Extracted data entries:
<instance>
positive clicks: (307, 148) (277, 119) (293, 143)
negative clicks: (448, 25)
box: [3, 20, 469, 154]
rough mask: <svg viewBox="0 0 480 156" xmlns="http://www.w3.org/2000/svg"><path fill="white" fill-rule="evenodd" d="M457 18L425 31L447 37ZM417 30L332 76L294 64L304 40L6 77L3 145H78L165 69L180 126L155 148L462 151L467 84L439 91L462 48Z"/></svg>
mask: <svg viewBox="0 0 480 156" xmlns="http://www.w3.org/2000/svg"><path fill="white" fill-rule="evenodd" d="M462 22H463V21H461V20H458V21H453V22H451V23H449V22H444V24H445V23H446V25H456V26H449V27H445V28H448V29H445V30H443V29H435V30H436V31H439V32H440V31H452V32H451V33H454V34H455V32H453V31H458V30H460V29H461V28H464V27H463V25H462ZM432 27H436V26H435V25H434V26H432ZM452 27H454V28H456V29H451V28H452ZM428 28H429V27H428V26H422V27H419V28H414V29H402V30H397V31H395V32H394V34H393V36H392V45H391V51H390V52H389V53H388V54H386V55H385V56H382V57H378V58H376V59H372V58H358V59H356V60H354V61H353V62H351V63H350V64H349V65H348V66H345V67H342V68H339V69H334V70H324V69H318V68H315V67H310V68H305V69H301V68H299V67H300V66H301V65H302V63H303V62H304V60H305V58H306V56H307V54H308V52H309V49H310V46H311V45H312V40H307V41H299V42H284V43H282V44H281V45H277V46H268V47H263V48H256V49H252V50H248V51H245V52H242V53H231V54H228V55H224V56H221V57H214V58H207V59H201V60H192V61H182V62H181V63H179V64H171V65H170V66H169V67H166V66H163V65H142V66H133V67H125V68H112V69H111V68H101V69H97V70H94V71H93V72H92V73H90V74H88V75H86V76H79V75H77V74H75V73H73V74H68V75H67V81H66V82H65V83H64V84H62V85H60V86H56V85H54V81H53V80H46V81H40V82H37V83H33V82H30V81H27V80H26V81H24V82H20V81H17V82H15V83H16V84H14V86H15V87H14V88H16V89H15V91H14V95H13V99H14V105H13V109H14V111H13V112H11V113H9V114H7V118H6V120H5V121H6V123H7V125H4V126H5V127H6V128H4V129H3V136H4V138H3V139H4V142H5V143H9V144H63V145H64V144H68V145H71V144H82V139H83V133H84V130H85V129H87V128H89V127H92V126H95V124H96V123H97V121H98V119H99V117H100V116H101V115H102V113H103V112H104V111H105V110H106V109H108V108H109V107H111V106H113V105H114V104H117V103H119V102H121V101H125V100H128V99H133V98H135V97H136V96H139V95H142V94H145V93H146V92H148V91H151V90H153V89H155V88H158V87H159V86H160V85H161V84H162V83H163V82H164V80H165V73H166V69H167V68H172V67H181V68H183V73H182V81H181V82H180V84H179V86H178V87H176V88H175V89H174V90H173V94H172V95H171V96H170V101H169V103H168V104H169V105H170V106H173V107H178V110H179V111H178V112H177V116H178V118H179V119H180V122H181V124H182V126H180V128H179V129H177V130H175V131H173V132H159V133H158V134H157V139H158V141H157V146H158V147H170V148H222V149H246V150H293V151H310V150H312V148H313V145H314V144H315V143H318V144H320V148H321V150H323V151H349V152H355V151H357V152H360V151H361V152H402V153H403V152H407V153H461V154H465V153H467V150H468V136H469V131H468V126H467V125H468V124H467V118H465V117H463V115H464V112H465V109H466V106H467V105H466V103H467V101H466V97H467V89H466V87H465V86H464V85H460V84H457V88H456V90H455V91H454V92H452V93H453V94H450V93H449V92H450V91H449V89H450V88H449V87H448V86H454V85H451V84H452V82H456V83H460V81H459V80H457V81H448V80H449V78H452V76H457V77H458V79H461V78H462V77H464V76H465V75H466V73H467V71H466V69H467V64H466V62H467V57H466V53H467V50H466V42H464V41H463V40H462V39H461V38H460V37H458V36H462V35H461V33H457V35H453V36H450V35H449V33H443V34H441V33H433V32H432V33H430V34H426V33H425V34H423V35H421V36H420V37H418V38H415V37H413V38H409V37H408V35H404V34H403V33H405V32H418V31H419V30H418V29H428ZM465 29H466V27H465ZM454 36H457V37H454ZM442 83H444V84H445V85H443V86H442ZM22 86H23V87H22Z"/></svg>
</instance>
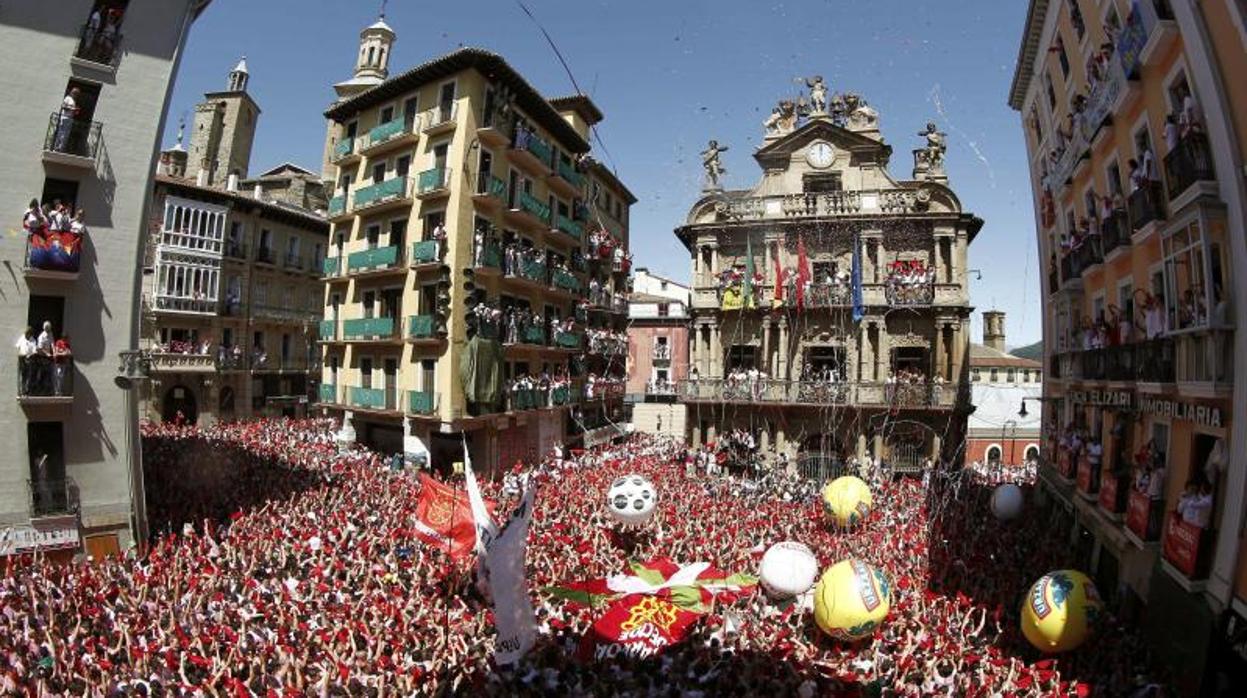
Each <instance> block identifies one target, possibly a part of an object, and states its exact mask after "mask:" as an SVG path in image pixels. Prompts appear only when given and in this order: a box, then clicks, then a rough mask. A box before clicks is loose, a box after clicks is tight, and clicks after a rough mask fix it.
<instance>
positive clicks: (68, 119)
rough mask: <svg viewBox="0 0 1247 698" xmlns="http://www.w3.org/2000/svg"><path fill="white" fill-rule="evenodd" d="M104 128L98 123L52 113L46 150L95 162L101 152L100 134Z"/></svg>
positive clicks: (80, 118) (47, 118) (47, 129)
mask: <svg viewBox="0 0 1247 698" xmlns="http://www.w3.org/2000/svg"><path fill="white" fill-rule="evenodd" d="M102 128H104V127H102V126H101V125H100V122H97V121H87V120H84V118H74V117H70V116H62V115H61V112H52V115H51V116H50V117H49V118H47V135H46V136H45V137H44V150H45V151H50V152H59V153H64V155H71V156H76V157H85V158H90V160H95V157H96V155H97V153H99V151H100V132H101V130H102Z"/></svg>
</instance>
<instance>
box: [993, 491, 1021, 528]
mask: <svg viewBox="0 0 1247 698" xmlns="http://www.w3.org/2000/svg"><path fill="white" fill-rule="evenodd" d="M1024 505H1025V501H1024V497H1023V494H1021V487H1019V486H1018V485H1000V486H999V487H996V491H994V492H991V514H993V515H994V516H995V517H996V519H999V520H1000V521H1010V520H1013V519H1018V516H1019V515H1020V514H1021V509H1023V506H1024Z"/></svg>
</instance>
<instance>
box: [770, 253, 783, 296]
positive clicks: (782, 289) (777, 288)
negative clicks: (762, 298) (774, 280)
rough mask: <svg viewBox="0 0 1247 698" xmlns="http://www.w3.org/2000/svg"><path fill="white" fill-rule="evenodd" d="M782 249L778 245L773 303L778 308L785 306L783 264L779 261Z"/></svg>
mask: <svg viewBox="0 0 1247 698" xmlns="http://www.w3.org/2000/svg"><path fill="white" fill-rule="evenodd" d="M781 249H782V247H781V246H779V243H778V242H777V243H776V299H774V303H772V304H773V305H774V307H776V308H778V307H781V305H783V263H782V262H781V259H779V251H781Z"/></svg>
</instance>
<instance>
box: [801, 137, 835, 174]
mask: <svg viewBox="0 0 1247 698" xmlns="http://www.w3.org/2000/svg"><path fill="white" fill-rule="evenodd" d="M806 162H808V163H809V165H811V167H817V168H819V170H824V168H827V167H831V166H832V163H833V162H835V151H834V150H833V148H832V145H831V143H828V142H827V141H814V142H813V143H811V146H809V148H807V150H806Z"/></svg>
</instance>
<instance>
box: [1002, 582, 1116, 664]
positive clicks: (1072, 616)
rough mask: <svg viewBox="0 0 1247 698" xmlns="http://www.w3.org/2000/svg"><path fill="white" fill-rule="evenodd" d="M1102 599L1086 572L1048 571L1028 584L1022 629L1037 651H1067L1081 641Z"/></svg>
mask: <svg viewBox="0 0 1247 698" xmlns="http://www.w3.org/2000/svg"><path fill="white" fill-rule="evenodd" d="M1102 610H1104V603H1102V602H1101V601H1100V592H1097V591H1096V588H1095V585H1094V583H1092V582H1091V580H1090V578H1087V576H1086V575H1084V573H1082V572H1079V571H1076V570H1057V571H1056V572H1049V573H1047V575H1044V576H1042V577H1040V578H1039V581H1036V582H1035V583H1034V585H1031V587H1030V591H1029V592H1026V598H1025V600H1024V601H1023V607H1021V633H1023V634H1024V636H1026V639H1028V641H1029V642H1030V643H1031V644H1034V646H1035V648H1036V649H1039V651H1040V652H1069V651H1070V649H1074V648H1076V647H1077V646H1080V644H1082V641H1085V639H1086V638H1087V634H1090V632H1091V629H1092V628H1094V627H1095V624H1096V621H1097V619H1099V618H1100V612H1101V611H1102Z"/></svg>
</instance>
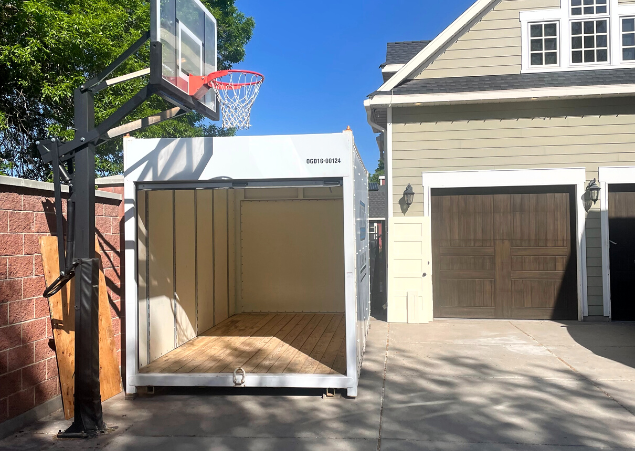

About this exercise:
Copy out verbatim every line from the start of the entries through the line containing "box: [3, 20, 469, 154]", including both ends.

Result for this task:
<instance>
positive clicks: (307, 148) (277, 119) (293, 143)
negative clicks: (448, 25)
box: [3, 20, 469, 154]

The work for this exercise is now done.